■ **Dataset records**:
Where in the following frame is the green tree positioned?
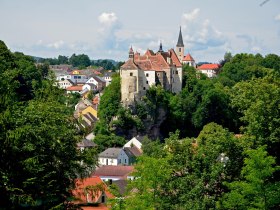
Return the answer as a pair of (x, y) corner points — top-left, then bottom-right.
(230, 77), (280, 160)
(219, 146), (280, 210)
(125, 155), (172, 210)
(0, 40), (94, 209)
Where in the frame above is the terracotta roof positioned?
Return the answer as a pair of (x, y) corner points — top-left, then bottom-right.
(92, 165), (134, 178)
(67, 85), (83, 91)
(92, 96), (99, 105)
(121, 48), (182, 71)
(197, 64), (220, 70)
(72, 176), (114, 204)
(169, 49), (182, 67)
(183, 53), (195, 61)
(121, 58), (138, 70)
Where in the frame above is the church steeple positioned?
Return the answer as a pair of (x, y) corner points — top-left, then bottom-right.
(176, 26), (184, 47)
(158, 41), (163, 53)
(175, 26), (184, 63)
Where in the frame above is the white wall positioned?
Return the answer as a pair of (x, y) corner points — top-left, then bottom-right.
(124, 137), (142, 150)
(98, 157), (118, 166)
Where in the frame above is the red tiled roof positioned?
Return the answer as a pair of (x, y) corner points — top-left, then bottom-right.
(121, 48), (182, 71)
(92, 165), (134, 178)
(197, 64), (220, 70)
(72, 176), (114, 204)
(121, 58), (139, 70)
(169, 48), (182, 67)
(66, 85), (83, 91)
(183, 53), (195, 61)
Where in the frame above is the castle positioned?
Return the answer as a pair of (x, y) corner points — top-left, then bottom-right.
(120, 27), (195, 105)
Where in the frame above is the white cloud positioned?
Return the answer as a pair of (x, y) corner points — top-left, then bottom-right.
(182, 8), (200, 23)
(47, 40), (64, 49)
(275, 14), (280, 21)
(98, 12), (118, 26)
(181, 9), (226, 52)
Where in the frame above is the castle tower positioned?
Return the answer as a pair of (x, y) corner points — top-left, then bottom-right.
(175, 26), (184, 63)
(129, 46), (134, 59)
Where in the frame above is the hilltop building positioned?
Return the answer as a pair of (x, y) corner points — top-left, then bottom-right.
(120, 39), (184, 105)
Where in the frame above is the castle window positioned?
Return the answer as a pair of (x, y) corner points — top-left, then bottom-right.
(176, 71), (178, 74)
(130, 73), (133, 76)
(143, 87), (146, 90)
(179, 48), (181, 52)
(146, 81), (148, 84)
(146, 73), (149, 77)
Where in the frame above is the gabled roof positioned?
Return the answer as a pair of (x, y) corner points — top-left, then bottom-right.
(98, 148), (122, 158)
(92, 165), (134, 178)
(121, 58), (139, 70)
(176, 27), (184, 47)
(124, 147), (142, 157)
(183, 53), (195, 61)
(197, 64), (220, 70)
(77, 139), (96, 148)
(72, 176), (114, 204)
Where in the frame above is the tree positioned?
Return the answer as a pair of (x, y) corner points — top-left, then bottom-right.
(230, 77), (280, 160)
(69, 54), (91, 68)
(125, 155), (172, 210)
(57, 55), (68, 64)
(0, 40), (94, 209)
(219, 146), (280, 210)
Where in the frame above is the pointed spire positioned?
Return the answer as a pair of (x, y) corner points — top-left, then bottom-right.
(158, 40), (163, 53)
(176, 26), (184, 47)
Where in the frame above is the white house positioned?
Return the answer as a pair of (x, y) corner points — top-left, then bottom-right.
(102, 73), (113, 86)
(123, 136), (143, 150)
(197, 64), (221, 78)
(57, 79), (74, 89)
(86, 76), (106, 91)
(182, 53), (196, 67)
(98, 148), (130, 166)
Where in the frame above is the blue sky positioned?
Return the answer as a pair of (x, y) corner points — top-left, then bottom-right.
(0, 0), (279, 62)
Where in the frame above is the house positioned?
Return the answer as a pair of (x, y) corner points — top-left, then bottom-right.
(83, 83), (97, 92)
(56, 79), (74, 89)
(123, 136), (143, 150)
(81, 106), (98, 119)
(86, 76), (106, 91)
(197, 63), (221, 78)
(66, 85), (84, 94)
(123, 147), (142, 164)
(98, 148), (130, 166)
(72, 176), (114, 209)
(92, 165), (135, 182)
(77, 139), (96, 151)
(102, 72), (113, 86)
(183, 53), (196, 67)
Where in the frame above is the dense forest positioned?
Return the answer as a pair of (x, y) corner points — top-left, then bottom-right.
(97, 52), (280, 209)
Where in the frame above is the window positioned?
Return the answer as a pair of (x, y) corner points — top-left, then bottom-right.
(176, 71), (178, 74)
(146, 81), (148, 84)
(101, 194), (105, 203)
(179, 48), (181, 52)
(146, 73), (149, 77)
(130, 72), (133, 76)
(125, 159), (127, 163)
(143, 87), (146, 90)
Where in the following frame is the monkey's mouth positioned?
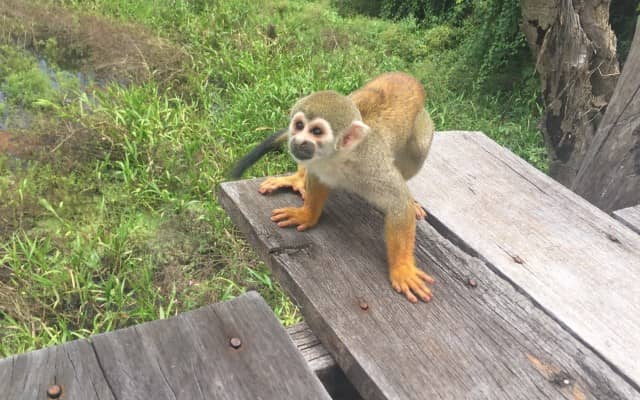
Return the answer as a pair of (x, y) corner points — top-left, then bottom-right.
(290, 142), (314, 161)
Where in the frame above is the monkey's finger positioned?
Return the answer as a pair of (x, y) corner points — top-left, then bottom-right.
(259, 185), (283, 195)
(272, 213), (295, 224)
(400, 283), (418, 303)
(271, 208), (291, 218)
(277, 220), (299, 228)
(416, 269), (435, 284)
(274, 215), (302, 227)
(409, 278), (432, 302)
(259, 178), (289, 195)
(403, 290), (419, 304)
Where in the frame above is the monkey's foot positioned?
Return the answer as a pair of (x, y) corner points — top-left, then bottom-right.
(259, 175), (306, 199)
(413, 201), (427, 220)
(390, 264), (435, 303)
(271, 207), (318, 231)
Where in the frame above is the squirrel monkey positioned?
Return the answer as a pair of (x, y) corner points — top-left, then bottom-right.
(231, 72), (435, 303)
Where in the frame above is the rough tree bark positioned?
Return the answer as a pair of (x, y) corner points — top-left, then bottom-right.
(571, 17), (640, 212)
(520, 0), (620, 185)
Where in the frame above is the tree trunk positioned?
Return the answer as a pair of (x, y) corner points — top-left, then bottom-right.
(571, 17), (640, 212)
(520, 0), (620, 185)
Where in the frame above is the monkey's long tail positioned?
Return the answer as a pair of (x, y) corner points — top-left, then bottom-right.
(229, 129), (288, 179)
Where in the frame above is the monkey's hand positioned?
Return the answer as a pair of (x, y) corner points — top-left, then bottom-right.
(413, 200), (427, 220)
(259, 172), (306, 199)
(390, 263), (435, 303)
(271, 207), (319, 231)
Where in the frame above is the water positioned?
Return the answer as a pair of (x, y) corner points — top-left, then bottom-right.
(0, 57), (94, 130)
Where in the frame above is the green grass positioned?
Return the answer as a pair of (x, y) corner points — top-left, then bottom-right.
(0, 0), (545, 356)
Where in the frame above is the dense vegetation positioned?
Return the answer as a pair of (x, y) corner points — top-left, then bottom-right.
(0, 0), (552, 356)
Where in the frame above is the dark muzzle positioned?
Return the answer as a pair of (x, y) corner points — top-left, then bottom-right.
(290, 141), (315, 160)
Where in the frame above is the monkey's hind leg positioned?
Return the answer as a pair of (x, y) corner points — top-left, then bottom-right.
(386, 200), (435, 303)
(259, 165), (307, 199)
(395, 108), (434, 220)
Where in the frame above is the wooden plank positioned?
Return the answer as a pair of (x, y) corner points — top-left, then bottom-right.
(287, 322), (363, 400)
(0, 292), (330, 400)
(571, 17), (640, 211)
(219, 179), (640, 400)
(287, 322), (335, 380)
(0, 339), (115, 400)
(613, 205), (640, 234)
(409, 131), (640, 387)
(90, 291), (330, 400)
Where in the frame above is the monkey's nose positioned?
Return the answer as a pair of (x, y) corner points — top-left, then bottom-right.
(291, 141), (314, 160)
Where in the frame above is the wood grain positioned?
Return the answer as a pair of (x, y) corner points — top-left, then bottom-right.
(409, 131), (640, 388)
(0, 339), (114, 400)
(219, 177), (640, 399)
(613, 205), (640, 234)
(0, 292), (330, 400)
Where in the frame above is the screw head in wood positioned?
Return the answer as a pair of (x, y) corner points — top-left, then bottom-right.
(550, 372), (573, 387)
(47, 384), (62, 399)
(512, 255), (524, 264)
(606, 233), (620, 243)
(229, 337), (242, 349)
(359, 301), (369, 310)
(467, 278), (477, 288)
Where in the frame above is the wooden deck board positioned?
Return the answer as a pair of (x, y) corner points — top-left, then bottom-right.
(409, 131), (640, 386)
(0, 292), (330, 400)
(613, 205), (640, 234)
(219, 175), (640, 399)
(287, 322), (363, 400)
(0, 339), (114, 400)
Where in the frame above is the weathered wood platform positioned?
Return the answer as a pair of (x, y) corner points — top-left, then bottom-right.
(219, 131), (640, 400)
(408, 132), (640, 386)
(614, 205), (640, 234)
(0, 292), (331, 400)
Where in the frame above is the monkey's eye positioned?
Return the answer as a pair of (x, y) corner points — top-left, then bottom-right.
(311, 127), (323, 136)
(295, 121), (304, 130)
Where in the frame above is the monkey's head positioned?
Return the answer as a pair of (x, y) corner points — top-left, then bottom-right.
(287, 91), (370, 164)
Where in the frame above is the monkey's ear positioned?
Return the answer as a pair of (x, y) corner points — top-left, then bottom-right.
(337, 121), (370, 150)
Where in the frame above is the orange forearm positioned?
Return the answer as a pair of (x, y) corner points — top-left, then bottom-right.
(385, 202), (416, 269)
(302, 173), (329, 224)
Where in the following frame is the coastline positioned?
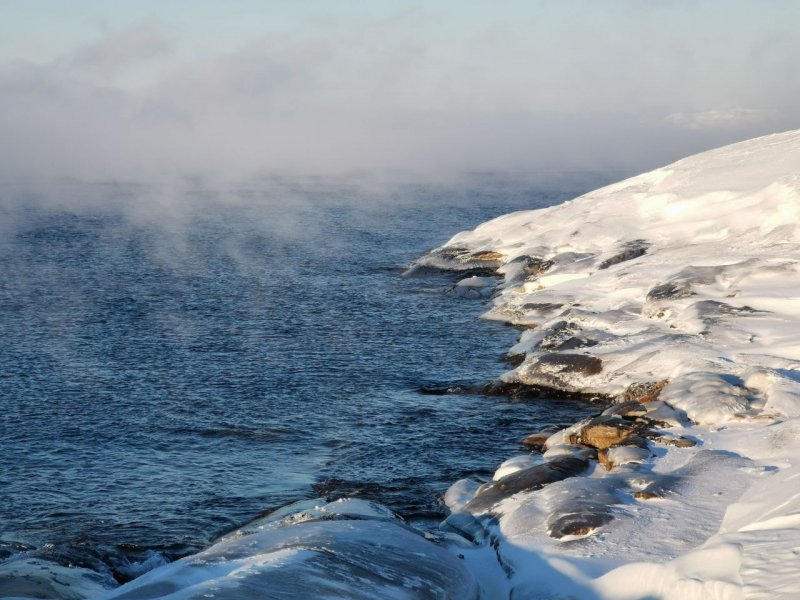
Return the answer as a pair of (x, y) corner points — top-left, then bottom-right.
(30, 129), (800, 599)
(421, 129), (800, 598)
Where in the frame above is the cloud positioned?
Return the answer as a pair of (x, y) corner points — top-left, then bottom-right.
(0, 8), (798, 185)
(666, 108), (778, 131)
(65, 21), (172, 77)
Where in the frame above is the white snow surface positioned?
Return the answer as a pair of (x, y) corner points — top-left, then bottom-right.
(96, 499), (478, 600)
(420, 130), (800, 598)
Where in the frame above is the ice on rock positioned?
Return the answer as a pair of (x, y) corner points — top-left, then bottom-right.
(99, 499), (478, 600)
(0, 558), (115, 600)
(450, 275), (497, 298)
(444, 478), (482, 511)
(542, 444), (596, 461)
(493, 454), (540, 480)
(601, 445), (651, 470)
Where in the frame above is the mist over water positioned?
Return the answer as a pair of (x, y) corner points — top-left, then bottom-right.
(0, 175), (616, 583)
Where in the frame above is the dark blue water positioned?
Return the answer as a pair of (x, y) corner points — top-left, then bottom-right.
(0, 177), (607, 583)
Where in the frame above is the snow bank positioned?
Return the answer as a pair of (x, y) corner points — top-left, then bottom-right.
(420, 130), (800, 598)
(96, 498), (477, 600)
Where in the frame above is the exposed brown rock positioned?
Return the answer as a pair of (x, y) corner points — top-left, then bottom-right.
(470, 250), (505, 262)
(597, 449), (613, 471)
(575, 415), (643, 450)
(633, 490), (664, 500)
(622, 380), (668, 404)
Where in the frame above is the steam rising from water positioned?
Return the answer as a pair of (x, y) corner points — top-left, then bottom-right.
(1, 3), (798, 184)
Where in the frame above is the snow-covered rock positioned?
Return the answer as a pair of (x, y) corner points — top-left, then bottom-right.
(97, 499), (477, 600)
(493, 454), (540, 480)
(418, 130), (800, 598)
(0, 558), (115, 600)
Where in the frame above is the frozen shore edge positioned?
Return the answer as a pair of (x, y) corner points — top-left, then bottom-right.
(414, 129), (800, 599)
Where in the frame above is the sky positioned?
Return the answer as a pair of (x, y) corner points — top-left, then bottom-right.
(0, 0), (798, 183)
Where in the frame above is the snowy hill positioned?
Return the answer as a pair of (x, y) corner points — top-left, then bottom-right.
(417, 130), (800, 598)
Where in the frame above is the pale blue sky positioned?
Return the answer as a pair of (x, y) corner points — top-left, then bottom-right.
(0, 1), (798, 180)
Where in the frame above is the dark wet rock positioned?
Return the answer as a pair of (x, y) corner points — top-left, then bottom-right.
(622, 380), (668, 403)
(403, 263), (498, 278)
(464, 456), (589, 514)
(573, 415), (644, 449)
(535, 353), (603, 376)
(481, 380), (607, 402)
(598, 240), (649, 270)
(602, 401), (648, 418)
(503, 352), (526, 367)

■ **WHAT IS BEING ASKED**:
Would you copy, unchanged, the stretch of the records above that begins at the line containing "Where in the frame above is the window" and ends at the line containing "Where in the following frame is the monkey's", and only that?

■ **TASK RESPONSE**:
Where in the frame above is the window positioned?
Return the answer as a pair of (x, y) corner points — top-left, then bottom-right.
(176, 71), (178, 74)
(146, 81), (148, 84)
(101, 194), (105, 203)
(179, 48), (181, 52)
(146, 73), (149, 77)
(130, 72), (133, 76)
(125, 159), (127, 163)
(143, 87), (146, 90)
Where in the following frame is the monkey's mouth positioned?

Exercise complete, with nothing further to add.